EXTRAIT DU DOCUMENT>

Chaque année avant 1914, le mois de septembre est marqué par les manœuvres d’automne dans chaque corps d’armée. Parmi toutes celles organisées, ce sont celles qui regroupent plusieurs corps d’armée qui peuvent être qualifiées de « grandes manœuvres ». 

  • Simuler des situations de guerre

Même si l’on tire à blanc et que les charges doivent s’arrêter plusieurs dizaines de mètres avant tout contact, réunir autant d’hommes vise bien à se rapprocher le plus possible, en temps de paix, des conditions de guerre. Pour les hommes en évoluant en terrains variés, en faisant de longues marches pour atteindre un objectif et le prendre d’assaut ou le défendre, exécuter le service en campagne si cher à l’instruction. Pour les officiers, il s’agit de commander un effectif plus proche du temps de guerre et, pour les officiers supérieurs, de diriger des unités qui ne sont mises en place qu’à ce moment mais qui sont des formations essentielles en temps de guerre.

La population et la presse ne s’y trompent pas : c’est un événement qui attire curieux, journalistes, attachés militaires étrangers et politiciens.

On peut dire, avec un vocabulaire actuel et donc anachronique, que les manœuvres font l’objet d’une couverture médiatique complète : les journalistes sont nombreux, tout comme les photographes et de plus en plus les caméras des actualités cinématographiques à partir de 1911. De nombreux documents montrent l’intérêt pour ces manifestations militaires dans la presse mais aussi par l’édition de très nombreuses séries de cartes postales sur ce thème.

(Items sources)

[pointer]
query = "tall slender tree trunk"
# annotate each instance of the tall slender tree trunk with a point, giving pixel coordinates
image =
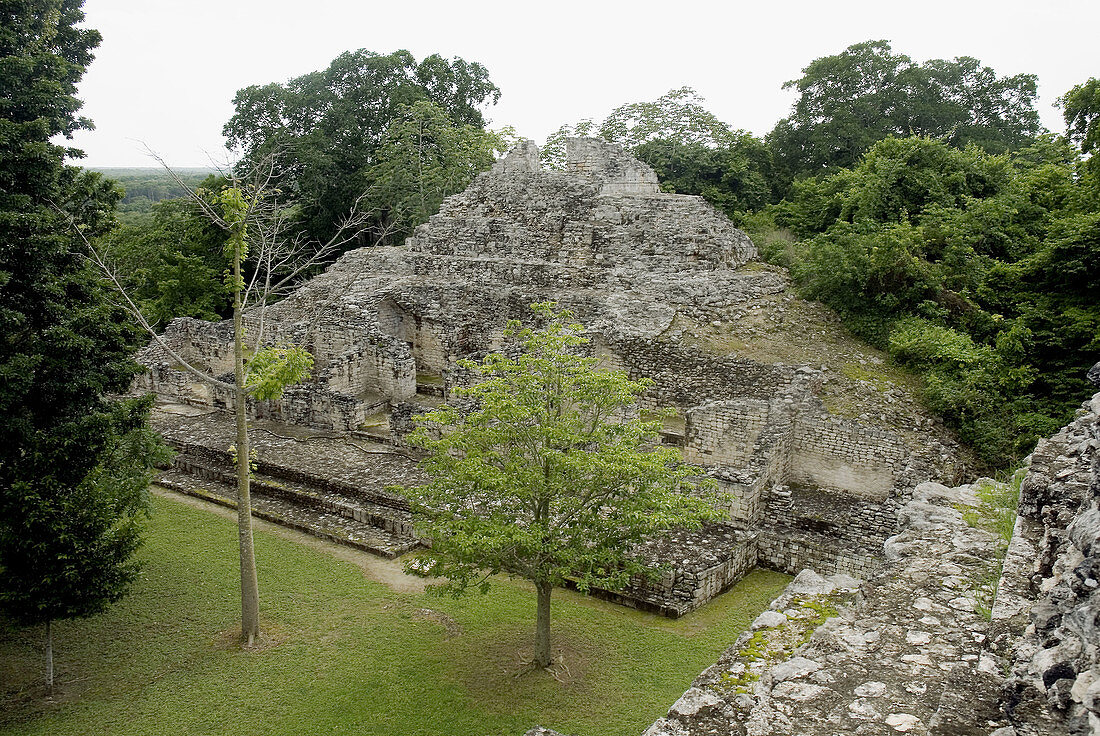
(50, 655)
(542, 624)
(250, 588)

LA CONSIGNE>
Recopiez intégralement l'extrait ci-dessus sur les grandes manœuvres d'avant 1914, sans rien y changer.

RÉSULTAT ATTENDU>
Chaque année avant 1914, le mois de septembre est marqué par les manœuvres d’automne dans chaque corps d’armée. Parmi toutes celles organisées, ce sont celles qui regroupent plusieurs corps d’armée qui peuvent être qualifiées de « grandes manœuvres ». 

  • Simuler des situations de guerre

Même si l’on tire à blanc et que les charges doivent s’arrêter plusieurs dizaines de mètres avant tout contact, réunir autant d’hommes vise bien à se rapprocher le plus possible, en temps de paix, des conditions de guerre. Pour les hommes en évoluant en terrains variés, en faisant de longues marches pour atteindre un objectif et le prendre d’assaut ou le défendre, exécuter le service en campagne si cher à l’instruction. Pour les officiers, il s’agit de commander un effectif plus proche du temps de guerre et, pour les officiers supérieurs, de diriger des unités qui ne sont mises en place qu’à ce moment mais qui sont des formations essentielles en temps de guerre.

La population et la presse ne s’y trompent pas : c’est un événement qui attire curieux, journalistes, attachés militaires étrangers et politiciens.

On peut dire, avec un vocabulaire actuel et donc anachronique, que les manœuvres font l’objet d’une couverture médiatique complète : les journalistes sont nombreux, tout comme les photographes et de plus en plus les caméras des actualités cinématographiques à partir de 1911. De nombreux documents montrent l’intérêt pour ces manifestations militaires dans la presse mais aussi par l’édition de très nombreuses séries de cartes postales sur ce thème.